* START GIVEN INFORMATION *

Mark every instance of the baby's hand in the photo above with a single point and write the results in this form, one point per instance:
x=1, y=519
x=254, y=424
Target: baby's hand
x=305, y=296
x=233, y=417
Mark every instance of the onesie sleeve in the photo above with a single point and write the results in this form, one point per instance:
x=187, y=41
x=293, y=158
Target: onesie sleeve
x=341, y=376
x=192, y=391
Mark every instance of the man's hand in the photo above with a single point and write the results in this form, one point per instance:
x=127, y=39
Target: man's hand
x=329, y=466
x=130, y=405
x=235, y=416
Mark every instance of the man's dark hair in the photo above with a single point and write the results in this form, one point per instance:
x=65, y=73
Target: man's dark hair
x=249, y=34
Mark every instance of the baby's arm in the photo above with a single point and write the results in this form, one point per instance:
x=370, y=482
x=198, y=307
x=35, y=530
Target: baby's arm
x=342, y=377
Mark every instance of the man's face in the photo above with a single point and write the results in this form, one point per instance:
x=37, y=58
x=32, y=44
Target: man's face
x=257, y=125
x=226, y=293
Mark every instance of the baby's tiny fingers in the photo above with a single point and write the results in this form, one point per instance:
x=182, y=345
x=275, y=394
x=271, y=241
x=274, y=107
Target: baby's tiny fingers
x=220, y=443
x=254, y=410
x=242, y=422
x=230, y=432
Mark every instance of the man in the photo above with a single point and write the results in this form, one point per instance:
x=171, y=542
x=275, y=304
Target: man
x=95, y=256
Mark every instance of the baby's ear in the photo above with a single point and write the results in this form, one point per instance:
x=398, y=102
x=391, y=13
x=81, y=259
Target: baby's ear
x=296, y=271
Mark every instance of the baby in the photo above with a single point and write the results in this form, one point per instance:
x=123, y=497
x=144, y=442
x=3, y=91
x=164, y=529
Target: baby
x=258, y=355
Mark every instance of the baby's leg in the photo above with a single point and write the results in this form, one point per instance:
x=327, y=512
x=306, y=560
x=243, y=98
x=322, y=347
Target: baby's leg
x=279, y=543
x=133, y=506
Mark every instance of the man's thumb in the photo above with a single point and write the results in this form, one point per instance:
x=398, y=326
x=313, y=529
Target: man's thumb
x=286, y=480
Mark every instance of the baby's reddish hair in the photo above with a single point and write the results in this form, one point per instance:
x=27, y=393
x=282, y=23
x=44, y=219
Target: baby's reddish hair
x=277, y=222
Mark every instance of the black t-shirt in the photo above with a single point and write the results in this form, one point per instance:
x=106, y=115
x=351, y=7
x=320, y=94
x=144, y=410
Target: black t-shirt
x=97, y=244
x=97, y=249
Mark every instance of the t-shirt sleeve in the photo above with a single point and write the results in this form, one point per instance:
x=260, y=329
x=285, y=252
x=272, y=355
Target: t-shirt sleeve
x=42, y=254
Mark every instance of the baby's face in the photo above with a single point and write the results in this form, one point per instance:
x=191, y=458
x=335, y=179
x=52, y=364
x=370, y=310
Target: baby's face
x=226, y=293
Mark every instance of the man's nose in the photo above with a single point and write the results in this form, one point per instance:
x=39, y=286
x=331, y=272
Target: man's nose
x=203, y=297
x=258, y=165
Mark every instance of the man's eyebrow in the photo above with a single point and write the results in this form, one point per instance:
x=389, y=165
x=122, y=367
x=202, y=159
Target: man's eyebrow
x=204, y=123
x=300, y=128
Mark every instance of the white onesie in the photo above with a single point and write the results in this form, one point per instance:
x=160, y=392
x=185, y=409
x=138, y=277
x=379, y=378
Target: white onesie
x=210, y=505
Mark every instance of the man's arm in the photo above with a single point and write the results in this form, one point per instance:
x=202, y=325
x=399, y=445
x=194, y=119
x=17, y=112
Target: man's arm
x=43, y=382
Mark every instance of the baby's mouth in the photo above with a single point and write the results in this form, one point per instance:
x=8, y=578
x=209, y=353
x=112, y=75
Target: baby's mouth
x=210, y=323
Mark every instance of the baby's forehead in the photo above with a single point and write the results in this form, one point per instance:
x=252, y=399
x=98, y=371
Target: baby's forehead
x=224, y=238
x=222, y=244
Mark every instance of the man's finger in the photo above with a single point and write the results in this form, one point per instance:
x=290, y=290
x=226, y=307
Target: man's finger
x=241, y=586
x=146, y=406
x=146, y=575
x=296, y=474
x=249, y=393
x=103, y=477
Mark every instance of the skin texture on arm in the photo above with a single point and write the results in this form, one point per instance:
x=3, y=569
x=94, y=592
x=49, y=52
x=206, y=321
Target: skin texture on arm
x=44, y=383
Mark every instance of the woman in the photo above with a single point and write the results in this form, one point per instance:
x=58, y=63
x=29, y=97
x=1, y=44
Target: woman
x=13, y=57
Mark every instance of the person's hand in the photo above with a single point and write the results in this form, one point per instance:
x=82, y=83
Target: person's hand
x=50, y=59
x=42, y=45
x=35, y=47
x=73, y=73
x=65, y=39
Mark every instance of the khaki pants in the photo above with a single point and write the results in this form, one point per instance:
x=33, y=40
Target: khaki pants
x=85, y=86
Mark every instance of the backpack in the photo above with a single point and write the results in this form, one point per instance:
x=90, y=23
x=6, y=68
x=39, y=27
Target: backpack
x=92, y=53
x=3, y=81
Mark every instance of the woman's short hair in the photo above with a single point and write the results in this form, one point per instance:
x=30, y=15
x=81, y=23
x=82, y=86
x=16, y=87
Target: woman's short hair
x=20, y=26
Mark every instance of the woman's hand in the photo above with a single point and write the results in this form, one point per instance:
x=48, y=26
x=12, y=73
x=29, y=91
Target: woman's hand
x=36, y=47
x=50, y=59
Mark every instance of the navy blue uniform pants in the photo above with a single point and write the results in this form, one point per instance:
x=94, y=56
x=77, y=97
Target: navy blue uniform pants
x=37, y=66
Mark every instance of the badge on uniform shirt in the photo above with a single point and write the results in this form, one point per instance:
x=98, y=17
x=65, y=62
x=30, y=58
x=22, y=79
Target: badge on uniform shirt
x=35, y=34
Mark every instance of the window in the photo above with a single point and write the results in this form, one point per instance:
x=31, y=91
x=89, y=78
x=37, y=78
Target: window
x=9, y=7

* END GIVEN INFORMATION *

PROMPT:
Can you edit all the lines above so that every "single point" becomes "single dot", leaving everything else unchanged?

PROBLEM SOLUTION:
Mark every instance of the baby's hand in the photo above with a single dot and write the results in this form, one point per instance:
x=1, y=519
x=254, y=424
Target: baby's hand
x=305, y=296
x=233, y=417
Mark every instance of the onesie sleeve in the photo above with a single dot and write the results in this form, one point per instance:
x=187, y=41
x=293, y=158
Target: onesie sleeve
x=341, y=376
x=192, y=391
Mark every instance of the man's hand in the photo above with a single dot and write the results in this form, one point per instance:
x=127, y=39
Target: man's hand
x=329, y=466
x=130, y=405
x=235, y=416
Mark every instance of the man's dark hair in the photo above with a single dot and write the results in this form, one point per instance:
x=65, y=73
Target: man's dark hair
x=249, y=34
Mark every instance of the baby's arm in the photo above with a single dot and write the results in this form, one point per instance:
x=370, y=482
x=198, y=307
x=35, y=530
Target: baby's arm
x=342, y=377
Mark every instance of the man's face in the photo above with a single dot and write the results in this form, one point per instance:
x=37, y=58
x=32, y=44
Target: man's face
x=257, y=125
x=226, y=293
Mark every instance of the baby's tiny fingers in the photo above with a single dot and write the results in this form, one point per instance:
x=182, y=345
x=275, y=394
x=271, y=241
x=274, y=107
Target: baby's tiny fingers
x=220, y=443
x=254, y=410
x=242, y=422
x=230, y=432
Mark every instance of the man in the photo above with a single dot and write the results in this form, one point per instance:
x=171, y=542
x=275, y=304
Target: man
x=95, y=256
Mark every instance of the baby's ear in the photo above with a single dot and write the results in this form, one point per instance:
x=398, y=102
x=391, y=13
x=81, y=259
Target: baby's ear
x=296, y=271
Mark every instance of the baby in the photo above with a single dot and write the results in this form, one point per instance:
x=123, y=497
x=144, y=442
x=3, y=91
x=164, y=529
Target: baby
x=258, y=355
Mark every instance of the baby's leg in the photo above with a single dot and write the results in this form, one point per instance:
x=327, y=512
x=306, y=560
x=243, y=98
x=322, y=347
Target: baby's leg
x=279, y=543
x=133, y=506
Mark every instance of the man's thumb in the photo above with a single dot and write the results in this form, one point per instance:
x=398, y=326
x=313, y=529
Target: man's thumb
x=286, y=480
Mark every instance of the baby's reddish hair in the photo above with a single dot and write the results in this form, one point per instance:
x=27, y=393
x=282, y=23
x=44, y=219
Target: baby's reddish hair
x=277, y=222
Mark every instance of the black t-shirt in the photo above with a single dot and write the results in this form, one point per instance:
x=106, y=115
x=351, y=7
x=320, y=94
x=144, y=410
Target: black t-shirt
x=97, y=244
x=97, y=249
Mark every instance of the t-shirt sleeve in the photo above with a single dot and write the results in this form, one point per instance:
x=260, y=329
x=285, y=252
x=272, y=355
Target: t-shirt sleeve
x=42, y=254
Mark every instance of the baby's face in the photo above with a single dot and write the results in this form, one point per instance:
x=191, y=458
x=335, y=179
x=52, y=364
x=370, y=310
Target: baby's face
x=226, y=293
Mark every instance of the man's nose in the photo above with a single dot and write the results in this form, one point per instance:
x=39, y=286
x=331, y=272
Target: man's nose
x=203, y=297
x=258, y=165
Mark every instance of the man's eyebrow in the photo above with a single dot and write the results in this form, one point per instance:
x=389, y=165
x=122, y=367
x=202, y=159
Target: man's eyebrow
x=204, y=123
x=300, y=128
Mark every instance of the white onesie in the photo above with a single dot and write the results in this form, one point per instance:
x=160, y=392
x=185, y=409
x=138, y=277
x=379, y=378
Target: white onesie
x=210, y=505
Mark every instance of the man's arm in the photo above with a single dot and write the results in this form, one point per instance:
x=202, y=325
x=399, y=445
x=194, y=119
x=17, y=112
Target: man's arm
x=43, y=382
Mark every instance of the baby's mouth in the photo above with a single dot and write the results in this form, one point per instance:
x=8, y=578
x=209, y=353
x=112, y=75
Target: baby's mouth
x=210, y=323
Mark every instance of the baby's forehead in the photo above with a single dot and write the results in this form, one point per instance:
x=252, y=399
x=98, y=371
Target: baby's forehead
x=224, y=238
x=222, y=244
Mark every instance of the man's finger in the photo above with a single dot and write the results in this form, one point per instance:
x=290, y=290
x=226, y=307
Target: man's finger
x=241, y=586
x=146, y=406
x=146, y=575
x=296, y=474
x=249, y=393
x=103, y=477
Mark every instance of the skin texture on arm in the photo above with a single dot and write the results in this form, one point per instance:
x=3, y=569
x=94, y=592
x=49, y=52
x=206, y=321
Target: skin texture on arm
x=44, y=383
Mark every instance of the woman in the photo above with a single dot and write the results in this form, one point per instance:
x=58, y=63
x=29, y=97
x=1, y=44
Target: woman
x=13, y=57
Mark every instance of the person's hand in the photo above with a single dot and write the results in this form, one point per instance:
x=82, y=83
Target: person's hand
x=50, y=59
x=42, y=45
x=35, y=47
x=73, y=73
x=65, y=39
Mark every instance of the khaki pants in the photo above with a single dot and write the results in this form, one point per instance:
x=33, y=40
Target: khaki pants
x=85, y=86
Mark every instance of the backpack in the photo above with a single dot and write the results in this form, one point per instance:
x=90, y=23
x=6, y=68
x=39, y=27
Target: backpack
x=92, y=53
x=3, y=81
Mark every instance of the woman's short hair in the photo above with a single dot and write the results in this form, one point per instance:
x=30, y=15
x=81, y=23
x=82, y=86
x=16, y=87
Target: woman's short hair
x=20, y=26
Mark every instance of the woman's hand in the photo above with a single dot and write the results in this form, one point per instance:
x=48, y=26
x=12, y=73
x=29, y=91
Target: woman's hand
x=36, y=47
x=50, y=59
Mark every instance of the navy blue uniform pants in the photo above with a single dot and write the results in this form, one point per instance:
x=94, y=56
x=77, y=97
Target: navy blue uniform pants
x=37, y=66
Mark every instance of the badge on uniform shirt in the photo above with a single dot and write the results in this form, one point per instance:
x=98, y=17
x=65, y=62
x=30, y=58
x=22, y=79
Target: badge on uniform shirt
x=35, y=34
Mark every instance of the window in the photo above with a single dot and write the results in this form, one point per instance:
x=31, y=91
x=89, y=78
x=37, y=78
Target: window
x=9, y=7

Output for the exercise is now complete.